Task details: Please reproduce the records below, changing every "set one pin on it" to "place one marker on it" and leaving all else unchanged. Leave the pictures out of your answer.

(Photo-based point labeling records)
++++++++++++++++++++
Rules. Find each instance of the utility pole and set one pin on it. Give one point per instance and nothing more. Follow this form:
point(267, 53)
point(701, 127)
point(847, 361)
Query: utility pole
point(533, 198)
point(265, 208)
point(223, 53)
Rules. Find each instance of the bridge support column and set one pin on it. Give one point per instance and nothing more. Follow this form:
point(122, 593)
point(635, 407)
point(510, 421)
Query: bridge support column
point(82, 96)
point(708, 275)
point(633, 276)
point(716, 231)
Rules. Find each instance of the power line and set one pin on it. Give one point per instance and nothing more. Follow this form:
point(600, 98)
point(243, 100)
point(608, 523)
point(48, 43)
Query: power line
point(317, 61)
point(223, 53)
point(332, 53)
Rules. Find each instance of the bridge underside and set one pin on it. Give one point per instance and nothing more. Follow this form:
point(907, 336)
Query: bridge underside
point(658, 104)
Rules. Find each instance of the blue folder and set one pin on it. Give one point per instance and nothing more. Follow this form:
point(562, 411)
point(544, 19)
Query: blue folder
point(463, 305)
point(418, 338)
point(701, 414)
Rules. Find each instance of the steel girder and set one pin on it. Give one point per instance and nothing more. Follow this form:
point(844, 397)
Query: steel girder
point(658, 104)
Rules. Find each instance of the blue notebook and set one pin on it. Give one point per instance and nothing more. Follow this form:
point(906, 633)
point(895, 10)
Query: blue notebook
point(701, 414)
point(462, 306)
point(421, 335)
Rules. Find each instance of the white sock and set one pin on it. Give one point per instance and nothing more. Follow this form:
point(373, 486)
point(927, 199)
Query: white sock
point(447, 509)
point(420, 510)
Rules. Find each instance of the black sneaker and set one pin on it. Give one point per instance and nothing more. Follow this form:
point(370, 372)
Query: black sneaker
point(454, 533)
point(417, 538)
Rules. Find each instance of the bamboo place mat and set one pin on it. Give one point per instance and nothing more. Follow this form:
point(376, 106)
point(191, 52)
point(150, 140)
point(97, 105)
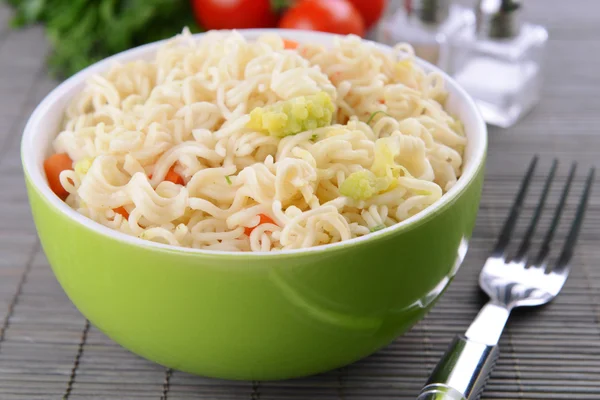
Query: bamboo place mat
point(49, 351)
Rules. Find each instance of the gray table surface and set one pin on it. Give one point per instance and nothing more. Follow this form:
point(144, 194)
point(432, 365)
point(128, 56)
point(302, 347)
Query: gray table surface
point(48, 351)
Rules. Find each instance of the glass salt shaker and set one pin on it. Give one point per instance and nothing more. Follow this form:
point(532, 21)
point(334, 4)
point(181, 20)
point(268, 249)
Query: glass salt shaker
point(498, 60)
point(426, 25)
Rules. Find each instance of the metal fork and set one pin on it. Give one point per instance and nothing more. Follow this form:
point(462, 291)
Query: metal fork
point(522, 280)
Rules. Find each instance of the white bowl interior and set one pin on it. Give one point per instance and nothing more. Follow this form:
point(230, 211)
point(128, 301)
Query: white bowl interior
point(44, 125)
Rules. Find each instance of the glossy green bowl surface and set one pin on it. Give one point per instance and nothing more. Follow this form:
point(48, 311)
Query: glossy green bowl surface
point(259, 315)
++++++++++++++++++++
Result of this task:
Rules. Find each instance of the utility pole and place one marker on it. Give one point per instance and nothing more. Follow this form:
point(267, 53)
point(701, 127)
point(847, 361)
Query: utility pole
point(533, 198)
point(265, 208)
point(223, 53)
Rules. Find each instance of the bridge support column and place one marker on it. Give one point per instance and nothing more. Follow this form:
point(122, 593)
point(635, 407)
point(510, 421)
Query: bridge support column
point(82, 96)
point(708, 275)
point(633, 276)
point(716, 231)
Rules. Find each instance of the power line and place one marker on it. Give one point per instance and nothing more. Follow this form:
point(600, 98)
point(243, 100)
point(608, 523)
point(48, 43)
Query: power line
point(317, 61)
point(223, 53)
point(332, 53)
Rules. Find each instance of the bridge underside and place one marker on it. Give one point per instance and nothing more. Follow this form:
point(907, 336)
Query: bridge underside
point(658, 104)
Rules. Find each instance of the blue folder and place one marker on it. Give one point per instance and nothing more. Follow this form:
point(562, 411)
point(544, 19)
Query: blue folder
point(463, 305)
point(418, 338)
point(701, 414)
Rules. Find each instance of the steel girder and place one marker on it. Give one point per instance and nothing more. Follow this form:
point(844, 397)
Query: steel girder
point(658, 104)
Rules. Find each instance of the blue notebook and place one marker on it. Give one point per instance and nothing more. Follow this form:
point(906, 633)
point(895, 10)
Query: blue notebook
point(701, 414)
point(462, 306)
point(421, 335)
Rules. Find each instance of the white sock and place one marker on it. Give one point per instance and nothing more. Follow this form:
point(373, 486)
point(927, 199)
Query: white sock
point(447, 509)
point(420, 510)
Rules. Find each instance of the black sneaker and place one marker on it. Give one point per instance and nothing more. Follow this form:
point(370, 372)
Query: black sneaker
point(454, 533)
point(417, 538)
Rules. Find each instance of the bamboo place mat and place one marker on it. Give one point per instance and nothing more. Follow this form:
point(376, 106)
point(191, 52)
point(150, 140)
point(97, 105)
Query: bamboo place mat
point(49, 351)
Rules. Find each instance of the gray table surface and place one marker on it. Give one point per instance and nothing more. Follow this form:
point(144, 194)
point(432, 365)
point(128, 56)
point(302, 347)
Query: gray table surface
point(48, 351)
Rules. Find each instance of the glass salt shaker and place one marker on it. Give one point per instance and nothing more. Follow this form:
point(532, 21)
point(334, 4)
point(181, 20)
point(268, 249)
Query: glass salt shaker
point(498, 60)
point(426, 25)
Rules. Find each instance of the metal fork and place one marker on it. Give one point per instance and nothing more. Follow this form:
point(462, 291)
Query: metal fork
point(522, 280)
Rules. Find each instance of the white bowl interior and place one marker on it. Give one point per instance and nothing more. Follow this form:
point(230, 211)
point(128, 301)
Query: white bowl interior
point(44, 125)
Rules. Find each instance of the glossy green bowl surface and place one marker on it. Give one point per instance and nothing more. Follow this form:
point(48, 311)
Query: glossy green bowl surface
point(259, 315)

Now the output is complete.